• Exercise A
How would you translate this sentence from the text on Pompeo Batoni below into French: "He'd commissioned the work at his coming of age."

• Source text
——————————

Posing For Posterity: Pompeo Batoni and The Grand Tour
Image courtesy of Berkeley Castle
'The portrait hung many feet tall above the fireplace in the Long Drawing Room at Berkeley Castle, commanding the attention of all who gathered below.
It had been painted by the Italian artist, Pompeo Batoni, whom Lord Berkeley had discovered on the Grand Tour. He'd commissioned the work at his coming of age. It showed a handsome stripling, tall, not inelegant, in the dress of the South Gloucesters: scarlet coat with royal blue facings, gold embroidered waistcoat over a well-fed paunch, pale buckskins and white hose, the left calf laddered several inches. A landscape setting among the ruins of antiquity reflected mossy shades upon his lower garments. The pose was relaxed, even dilatory. While the left hand indicated the fate of Imperial Rome in the distance, the high-bred forehead turned away to the reassuring past, so that its owner was looking sideways on. His right hand gripped a three-cornered hat which he might just have swept off in gallant salutation of some damsel he hoped to impress. A chestnut pointer was looking up, unsure how to construe the pose, for his master’s gaze had no truck with the deed of the hand.' Berkeley Series
At the height of the Georgian era, there was no Mario Testino, Patrick Lichfield or Cecil Beaton. Discoveries made by pioneers of photography, like Henry Fox Talbot and Louis-Jacques de Guerre, were almost a century away. Remarkable though their techniques were, it is doubtful that the flower of the nobility, who sought mementoes of their sojourn in the cultural hotspots of Europe, would have been flattered by any other than a full-blown portrait by a skilled artist who had seized on the opportunity of bringing his name to fame.
Enter Pompeo Batoni, son of a Luccan goldsmith. For him, this was merely a lucrative sideline, since his preference was for vast canvases of biblical and mythological themes. He is said to have had a knack of capturing and enhancing the sitter's self-image, perhaps inspired by the Italian propensity for turning life into theatre. Perceptive observers may also catch subtle hints as to the character in each portrait.

——————————

• Data provided

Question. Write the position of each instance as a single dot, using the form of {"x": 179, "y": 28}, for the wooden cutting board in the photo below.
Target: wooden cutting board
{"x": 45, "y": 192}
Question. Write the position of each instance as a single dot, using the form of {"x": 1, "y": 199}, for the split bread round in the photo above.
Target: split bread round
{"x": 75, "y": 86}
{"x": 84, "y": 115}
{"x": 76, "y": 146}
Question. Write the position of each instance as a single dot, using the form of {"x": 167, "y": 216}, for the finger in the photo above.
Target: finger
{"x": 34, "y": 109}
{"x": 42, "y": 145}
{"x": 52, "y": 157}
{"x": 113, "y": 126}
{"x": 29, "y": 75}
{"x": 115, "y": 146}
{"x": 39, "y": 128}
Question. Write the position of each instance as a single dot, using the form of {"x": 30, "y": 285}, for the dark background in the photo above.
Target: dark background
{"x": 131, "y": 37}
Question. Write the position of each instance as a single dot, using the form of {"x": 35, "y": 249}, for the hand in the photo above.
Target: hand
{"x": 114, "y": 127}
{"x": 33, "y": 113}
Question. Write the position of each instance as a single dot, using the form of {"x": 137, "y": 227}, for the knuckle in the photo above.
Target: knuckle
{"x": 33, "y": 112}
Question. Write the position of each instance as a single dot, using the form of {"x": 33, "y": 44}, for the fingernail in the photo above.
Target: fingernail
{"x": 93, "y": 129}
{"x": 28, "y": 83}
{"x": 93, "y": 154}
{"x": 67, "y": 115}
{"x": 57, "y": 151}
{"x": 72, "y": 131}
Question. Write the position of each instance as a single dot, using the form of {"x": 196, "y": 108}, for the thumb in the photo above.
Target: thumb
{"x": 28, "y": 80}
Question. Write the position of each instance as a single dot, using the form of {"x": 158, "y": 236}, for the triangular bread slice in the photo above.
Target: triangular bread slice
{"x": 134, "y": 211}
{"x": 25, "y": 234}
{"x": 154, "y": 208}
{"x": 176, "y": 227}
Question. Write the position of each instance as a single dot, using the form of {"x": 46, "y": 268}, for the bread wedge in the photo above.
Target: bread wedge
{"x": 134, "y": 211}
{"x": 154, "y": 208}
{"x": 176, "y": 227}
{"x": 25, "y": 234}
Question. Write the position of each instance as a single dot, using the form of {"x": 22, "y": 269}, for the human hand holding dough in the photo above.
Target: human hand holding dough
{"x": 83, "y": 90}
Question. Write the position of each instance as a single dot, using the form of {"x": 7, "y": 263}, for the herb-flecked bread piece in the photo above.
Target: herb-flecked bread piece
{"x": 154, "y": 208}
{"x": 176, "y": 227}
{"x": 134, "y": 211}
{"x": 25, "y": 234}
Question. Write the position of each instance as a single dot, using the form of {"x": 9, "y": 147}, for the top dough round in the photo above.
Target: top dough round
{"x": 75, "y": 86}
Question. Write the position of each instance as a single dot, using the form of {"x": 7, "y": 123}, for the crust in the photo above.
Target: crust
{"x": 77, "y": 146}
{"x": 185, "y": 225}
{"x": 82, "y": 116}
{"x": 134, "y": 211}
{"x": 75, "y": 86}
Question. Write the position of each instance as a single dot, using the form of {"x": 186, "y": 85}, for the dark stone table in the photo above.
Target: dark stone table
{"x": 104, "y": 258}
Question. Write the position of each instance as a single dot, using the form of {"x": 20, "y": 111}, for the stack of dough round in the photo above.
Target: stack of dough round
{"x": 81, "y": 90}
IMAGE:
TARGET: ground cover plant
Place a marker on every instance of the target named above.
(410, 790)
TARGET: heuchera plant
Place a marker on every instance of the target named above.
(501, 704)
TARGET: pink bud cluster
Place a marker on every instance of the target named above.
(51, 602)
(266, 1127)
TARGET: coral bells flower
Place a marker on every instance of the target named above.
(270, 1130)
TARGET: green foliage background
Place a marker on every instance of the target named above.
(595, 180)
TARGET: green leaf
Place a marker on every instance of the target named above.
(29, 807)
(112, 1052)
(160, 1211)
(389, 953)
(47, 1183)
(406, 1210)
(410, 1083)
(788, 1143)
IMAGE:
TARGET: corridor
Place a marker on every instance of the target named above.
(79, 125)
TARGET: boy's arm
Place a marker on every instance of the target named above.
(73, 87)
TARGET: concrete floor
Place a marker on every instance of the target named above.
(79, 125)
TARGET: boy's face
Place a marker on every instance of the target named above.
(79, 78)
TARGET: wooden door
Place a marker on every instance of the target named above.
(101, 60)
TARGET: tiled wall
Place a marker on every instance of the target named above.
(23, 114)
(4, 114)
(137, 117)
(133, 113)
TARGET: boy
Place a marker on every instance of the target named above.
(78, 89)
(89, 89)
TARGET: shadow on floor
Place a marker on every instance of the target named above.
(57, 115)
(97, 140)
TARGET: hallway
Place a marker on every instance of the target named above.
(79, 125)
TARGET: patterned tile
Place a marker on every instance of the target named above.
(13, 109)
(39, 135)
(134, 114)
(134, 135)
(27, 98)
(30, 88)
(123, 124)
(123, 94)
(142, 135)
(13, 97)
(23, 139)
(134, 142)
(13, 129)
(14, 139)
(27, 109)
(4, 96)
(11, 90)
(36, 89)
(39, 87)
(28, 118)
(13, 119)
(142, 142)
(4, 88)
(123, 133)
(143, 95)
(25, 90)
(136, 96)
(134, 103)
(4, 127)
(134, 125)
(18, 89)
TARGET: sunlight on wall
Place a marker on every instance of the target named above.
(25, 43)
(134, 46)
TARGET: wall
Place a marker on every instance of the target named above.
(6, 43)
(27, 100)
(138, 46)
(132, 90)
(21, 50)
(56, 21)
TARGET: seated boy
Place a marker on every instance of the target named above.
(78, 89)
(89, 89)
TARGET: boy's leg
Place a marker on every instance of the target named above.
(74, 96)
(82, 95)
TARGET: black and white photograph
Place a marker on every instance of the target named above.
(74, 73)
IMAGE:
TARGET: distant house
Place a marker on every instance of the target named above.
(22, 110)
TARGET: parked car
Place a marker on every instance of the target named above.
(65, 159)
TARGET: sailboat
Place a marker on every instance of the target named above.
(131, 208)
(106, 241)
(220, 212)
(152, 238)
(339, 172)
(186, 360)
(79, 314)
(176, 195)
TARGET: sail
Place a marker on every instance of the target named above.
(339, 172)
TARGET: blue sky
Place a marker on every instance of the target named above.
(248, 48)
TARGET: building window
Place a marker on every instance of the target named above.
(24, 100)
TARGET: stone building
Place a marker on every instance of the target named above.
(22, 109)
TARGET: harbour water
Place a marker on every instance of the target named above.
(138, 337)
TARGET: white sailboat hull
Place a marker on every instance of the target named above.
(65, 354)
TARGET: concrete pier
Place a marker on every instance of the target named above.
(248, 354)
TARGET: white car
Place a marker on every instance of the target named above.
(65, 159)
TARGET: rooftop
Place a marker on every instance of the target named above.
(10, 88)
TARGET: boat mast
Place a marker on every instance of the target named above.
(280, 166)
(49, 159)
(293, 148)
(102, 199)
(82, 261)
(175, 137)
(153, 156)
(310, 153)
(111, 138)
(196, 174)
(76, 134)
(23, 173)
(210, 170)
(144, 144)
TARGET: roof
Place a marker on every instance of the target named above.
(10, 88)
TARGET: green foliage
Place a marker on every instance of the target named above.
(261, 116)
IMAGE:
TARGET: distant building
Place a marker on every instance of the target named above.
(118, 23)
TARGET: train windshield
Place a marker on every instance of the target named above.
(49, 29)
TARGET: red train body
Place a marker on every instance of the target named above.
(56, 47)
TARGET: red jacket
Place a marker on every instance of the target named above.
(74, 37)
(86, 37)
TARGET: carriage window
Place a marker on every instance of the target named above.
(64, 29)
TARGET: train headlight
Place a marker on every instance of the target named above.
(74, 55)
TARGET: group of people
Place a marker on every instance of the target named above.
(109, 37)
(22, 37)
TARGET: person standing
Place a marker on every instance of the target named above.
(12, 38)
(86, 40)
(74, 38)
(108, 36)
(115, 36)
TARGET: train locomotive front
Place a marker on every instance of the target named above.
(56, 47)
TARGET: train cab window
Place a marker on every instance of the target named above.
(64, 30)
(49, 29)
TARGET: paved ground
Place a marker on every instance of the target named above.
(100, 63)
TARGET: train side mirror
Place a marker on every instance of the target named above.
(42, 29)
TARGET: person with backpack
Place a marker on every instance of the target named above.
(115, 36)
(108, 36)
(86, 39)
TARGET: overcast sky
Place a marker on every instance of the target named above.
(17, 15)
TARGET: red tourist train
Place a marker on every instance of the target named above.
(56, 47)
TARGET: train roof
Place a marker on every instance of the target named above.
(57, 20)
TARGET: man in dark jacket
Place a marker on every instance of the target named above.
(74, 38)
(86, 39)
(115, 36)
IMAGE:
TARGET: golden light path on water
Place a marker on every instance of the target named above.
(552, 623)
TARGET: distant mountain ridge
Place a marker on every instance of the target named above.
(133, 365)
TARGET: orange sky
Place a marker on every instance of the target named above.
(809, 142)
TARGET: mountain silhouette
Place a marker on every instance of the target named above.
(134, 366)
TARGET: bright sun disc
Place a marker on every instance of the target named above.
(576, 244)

——————————

• Exercise B
How many lines of the listing above contain the string "window"? Reply with the number alone.

• Output A
Il avait commandé l'œuvre à sa majorité.

• Output B
3